▸ Required task: Find each line below that contains the string "shirt" and copy those lines out. Treat uppercase and lowercase letters as different.

◆ ◆ ◆

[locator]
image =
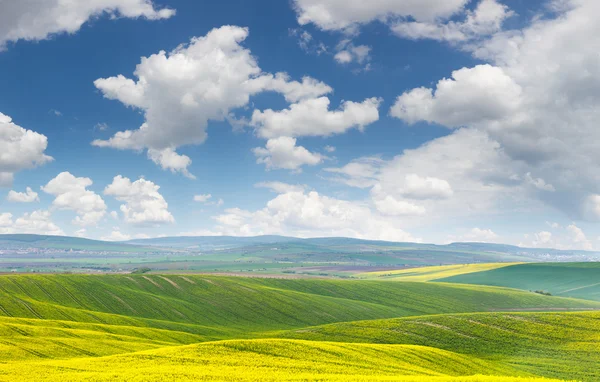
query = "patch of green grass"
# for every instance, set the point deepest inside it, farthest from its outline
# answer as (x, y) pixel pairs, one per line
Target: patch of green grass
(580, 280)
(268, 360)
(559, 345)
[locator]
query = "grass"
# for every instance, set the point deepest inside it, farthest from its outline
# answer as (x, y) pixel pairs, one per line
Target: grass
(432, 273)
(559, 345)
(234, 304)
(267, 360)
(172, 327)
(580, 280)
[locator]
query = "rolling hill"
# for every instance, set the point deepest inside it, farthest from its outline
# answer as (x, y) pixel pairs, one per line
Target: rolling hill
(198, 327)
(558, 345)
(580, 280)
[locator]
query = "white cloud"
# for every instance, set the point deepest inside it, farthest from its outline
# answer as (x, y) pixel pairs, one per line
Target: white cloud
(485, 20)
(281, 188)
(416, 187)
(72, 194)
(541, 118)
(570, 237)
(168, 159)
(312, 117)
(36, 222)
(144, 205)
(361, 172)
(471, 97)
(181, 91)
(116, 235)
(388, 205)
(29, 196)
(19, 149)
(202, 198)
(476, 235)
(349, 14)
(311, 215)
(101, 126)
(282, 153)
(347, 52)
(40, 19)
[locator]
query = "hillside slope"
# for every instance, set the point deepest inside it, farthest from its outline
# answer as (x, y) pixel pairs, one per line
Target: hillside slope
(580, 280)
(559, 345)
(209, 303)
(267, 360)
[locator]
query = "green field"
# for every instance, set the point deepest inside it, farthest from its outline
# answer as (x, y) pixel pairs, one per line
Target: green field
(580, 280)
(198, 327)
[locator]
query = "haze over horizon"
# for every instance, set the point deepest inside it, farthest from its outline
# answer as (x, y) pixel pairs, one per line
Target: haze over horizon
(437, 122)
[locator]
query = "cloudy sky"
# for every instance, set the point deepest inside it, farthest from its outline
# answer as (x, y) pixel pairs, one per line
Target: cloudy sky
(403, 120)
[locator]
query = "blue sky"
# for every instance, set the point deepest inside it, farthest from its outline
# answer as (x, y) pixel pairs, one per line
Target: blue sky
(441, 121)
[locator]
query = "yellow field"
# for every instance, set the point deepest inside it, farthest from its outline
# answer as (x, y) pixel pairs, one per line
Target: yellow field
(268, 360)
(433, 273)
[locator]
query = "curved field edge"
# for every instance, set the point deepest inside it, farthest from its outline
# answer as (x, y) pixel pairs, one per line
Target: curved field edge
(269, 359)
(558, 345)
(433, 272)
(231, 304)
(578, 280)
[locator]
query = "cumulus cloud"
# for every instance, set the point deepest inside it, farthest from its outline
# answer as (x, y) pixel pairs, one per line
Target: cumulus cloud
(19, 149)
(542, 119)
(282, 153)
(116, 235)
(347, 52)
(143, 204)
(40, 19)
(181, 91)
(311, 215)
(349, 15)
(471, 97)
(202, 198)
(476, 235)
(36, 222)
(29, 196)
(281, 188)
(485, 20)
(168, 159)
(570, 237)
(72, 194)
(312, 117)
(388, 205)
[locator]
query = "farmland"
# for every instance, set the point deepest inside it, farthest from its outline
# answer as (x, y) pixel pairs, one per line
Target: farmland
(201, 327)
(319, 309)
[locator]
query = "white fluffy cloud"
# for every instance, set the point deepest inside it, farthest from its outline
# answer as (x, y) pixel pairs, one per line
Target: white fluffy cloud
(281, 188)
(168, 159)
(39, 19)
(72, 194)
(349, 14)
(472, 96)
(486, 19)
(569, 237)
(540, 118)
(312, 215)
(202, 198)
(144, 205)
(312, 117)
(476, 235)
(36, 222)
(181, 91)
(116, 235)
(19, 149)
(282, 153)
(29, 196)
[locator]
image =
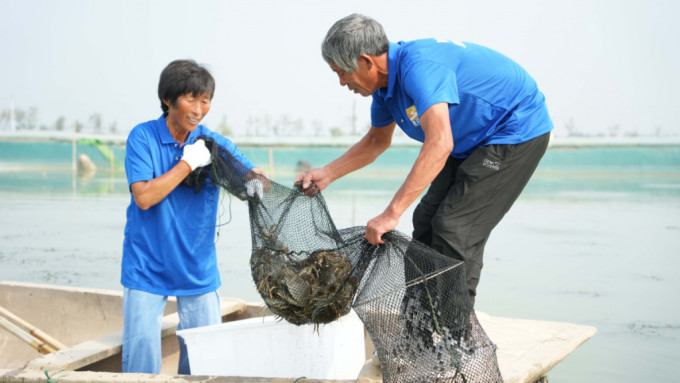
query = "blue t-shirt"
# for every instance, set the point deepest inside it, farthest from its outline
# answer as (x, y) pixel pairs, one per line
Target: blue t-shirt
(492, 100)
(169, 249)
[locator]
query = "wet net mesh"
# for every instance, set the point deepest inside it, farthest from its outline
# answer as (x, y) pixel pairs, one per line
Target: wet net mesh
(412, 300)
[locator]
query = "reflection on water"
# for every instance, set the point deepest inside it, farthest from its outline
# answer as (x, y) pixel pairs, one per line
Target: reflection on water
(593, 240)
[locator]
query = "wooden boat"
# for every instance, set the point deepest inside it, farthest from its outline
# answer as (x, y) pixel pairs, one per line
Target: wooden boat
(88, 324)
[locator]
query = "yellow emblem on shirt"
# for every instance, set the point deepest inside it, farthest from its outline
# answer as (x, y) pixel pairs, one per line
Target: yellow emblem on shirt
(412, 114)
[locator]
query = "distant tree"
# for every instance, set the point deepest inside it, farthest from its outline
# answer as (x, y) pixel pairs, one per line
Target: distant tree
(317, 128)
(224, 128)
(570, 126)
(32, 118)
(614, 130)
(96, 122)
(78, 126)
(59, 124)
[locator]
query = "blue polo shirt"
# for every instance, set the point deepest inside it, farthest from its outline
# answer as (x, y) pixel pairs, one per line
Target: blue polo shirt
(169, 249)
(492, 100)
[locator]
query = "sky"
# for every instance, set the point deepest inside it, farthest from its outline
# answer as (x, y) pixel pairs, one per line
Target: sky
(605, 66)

◆ ◆ ◆

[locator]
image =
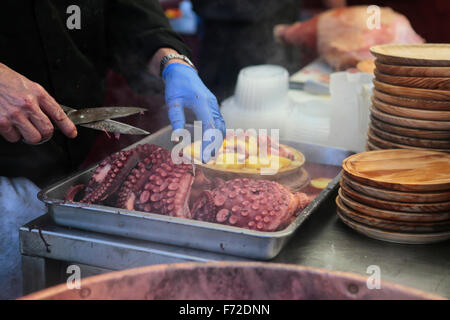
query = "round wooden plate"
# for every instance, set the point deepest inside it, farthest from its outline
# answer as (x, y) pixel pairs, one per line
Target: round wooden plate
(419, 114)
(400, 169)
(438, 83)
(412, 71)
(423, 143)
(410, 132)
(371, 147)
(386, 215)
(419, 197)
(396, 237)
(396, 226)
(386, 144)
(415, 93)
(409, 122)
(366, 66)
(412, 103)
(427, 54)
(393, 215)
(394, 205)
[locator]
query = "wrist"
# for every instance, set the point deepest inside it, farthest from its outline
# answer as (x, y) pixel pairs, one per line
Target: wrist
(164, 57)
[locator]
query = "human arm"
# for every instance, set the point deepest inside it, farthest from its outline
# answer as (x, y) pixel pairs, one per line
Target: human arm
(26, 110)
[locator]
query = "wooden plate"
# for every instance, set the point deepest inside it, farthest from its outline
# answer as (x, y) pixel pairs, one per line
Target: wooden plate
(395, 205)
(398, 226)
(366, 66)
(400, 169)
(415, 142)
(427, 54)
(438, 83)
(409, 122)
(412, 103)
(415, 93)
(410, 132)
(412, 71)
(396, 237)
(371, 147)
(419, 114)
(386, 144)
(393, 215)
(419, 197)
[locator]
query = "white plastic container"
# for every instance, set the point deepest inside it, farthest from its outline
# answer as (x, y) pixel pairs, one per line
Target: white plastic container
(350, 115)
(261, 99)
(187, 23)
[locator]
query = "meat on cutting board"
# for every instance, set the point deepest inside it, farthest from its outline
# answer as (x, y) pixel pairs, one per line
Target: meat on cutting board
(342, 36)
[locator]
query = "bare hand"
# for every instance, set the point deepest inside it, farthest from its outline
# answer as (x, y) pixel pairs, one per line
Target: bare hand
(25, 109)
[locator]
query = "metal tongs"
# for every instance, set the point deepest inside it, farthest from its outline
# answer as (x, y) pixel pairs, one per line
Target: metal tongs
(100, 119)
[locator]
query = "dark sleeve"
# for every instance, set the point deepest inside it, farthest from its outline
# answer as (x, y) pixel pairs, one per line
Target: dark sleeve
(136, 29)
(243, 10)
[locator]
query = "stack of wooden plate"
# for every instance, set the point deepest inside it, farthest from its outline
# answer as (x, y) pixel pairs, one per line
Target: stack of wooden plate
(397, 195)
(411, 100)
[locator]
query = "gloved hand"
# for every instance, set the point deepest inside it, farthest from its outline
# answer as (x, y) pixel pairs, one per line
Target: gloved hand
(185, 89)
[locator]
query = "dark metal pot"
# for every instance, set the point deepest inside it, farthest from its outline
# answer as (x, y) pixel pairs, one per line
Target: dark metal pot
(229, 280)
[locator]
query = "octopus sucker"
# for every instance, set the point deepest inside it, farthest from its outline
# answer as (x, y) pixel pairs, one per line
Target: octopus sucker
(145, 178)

◆ ◆ ◆

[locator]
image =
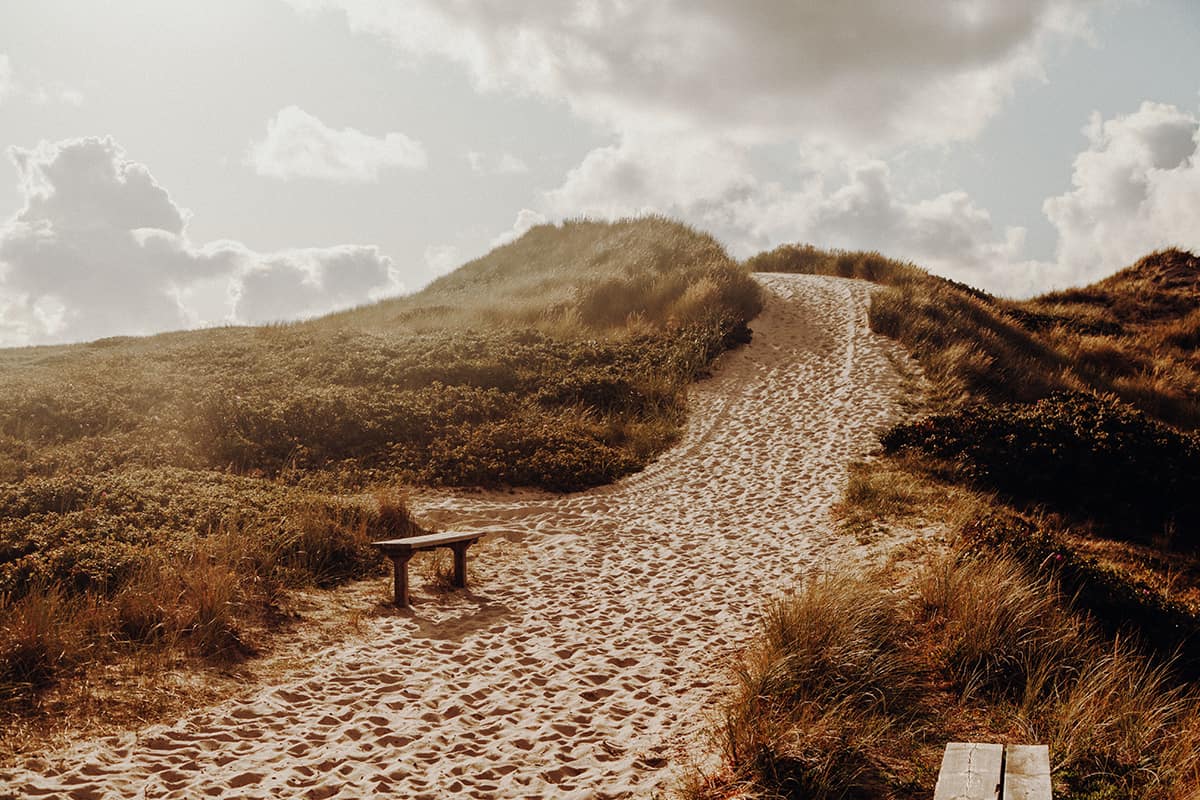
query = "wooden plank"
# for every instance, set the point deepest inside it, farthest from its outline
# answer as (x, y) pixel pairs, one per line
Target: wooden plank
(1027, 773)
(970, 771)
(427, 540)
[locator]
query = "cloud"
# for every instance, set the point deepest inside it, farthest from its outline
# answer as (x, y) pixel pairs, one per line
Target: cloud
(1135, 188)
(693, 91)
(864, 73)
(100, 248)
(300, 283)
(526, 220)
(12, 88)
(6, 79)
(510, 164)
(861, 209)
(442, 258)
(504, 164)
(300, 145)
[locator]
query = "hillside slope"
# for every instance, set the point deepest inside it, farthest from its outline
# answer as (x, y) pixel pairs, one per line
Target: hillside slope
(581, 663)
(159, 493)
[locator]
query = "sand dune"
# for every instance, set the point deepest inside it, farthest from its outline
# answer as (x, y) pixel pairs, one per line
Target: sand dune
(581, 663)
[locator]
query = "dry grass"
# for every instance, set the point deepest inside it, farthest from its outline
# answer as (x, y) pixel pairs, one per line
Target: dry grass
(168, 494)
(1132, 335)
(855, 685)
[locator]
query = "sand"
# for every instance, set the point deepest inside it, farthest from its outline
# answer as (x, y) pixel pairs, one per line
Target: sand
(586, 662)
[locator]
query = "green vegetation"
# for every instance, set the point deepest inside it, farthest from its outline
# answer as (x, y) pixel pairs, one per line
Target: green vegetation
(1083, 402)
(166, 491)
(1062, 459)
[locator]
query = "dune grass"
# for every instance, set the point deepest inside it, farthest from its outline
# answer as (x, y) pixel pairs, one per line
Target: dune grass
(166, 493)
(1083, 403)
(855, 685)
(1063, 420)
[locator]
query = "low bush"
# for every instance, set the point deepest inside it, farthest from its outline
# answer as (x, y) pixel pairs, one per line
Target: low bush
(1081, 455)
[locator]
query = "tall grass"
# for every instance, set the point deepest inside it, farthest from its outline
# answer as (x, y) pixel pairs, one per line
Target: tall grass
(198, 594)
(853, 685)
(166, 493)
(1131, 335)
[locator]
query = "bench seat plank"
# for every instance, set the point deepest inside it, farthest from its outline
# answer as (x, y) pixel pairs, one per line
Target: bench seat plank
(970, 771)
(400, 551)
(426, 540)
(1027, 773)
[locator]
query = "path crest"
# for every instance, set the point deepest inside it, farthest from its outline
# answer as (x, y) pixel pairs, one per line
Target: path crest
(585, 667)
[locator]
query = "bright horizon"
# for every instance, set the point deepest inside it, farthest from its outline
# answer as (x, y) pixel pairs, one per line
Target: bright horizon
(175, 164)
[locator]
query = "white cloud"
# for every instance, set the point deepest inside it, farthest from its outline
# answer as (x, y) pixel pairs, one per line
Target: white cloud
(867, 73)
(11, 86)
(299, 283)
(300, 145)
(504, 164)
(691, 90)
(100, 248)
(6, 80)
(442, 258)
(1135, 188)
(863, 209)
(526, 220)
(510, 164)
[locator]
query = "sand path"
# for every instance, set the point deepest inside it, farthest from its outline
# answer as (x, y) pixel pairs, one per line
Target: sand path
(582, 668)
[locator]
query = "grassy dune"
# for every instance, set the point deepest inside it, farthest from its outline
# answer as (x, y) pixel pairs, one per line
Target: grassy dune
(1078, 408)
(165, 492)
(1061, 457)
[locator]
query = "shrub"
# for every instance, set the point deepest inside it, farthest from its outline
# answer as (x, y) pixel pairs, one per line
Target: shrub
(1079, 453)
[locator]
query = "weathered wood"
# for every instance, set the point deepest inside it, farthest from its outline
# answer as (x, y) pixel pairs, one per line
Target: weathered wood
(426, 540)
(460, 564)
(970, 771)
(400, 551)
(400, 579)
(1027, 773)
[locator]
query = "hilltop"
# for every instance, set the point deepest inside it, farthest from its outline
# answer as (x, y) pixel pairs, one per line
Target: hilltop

◆ ◆ ◆

▸ Full response:
query = "blue t-shirt"
Target: blue t-shirt
query = "yellow emblem on shirt"
Target: yellow emblem on shirt
query = "blue polo shirt"
Target: blue polo shirt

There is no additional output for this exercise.